- [SUPPLIED ENTRIES]:
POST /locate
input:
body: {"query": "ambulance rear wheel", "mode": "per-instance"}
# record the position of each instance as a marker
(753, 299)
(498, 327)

- [THE EXERCISE]:
Can you reproduce every line of the material above, character for character, with nothing altered or left out?

- [TASK ANSWER]:
POST /locate
input:
body: {"query": "ambulance rear wheel", "mode": "per-instance"}
# record the position of each instance as a marker
(753, 299)
(498, 327)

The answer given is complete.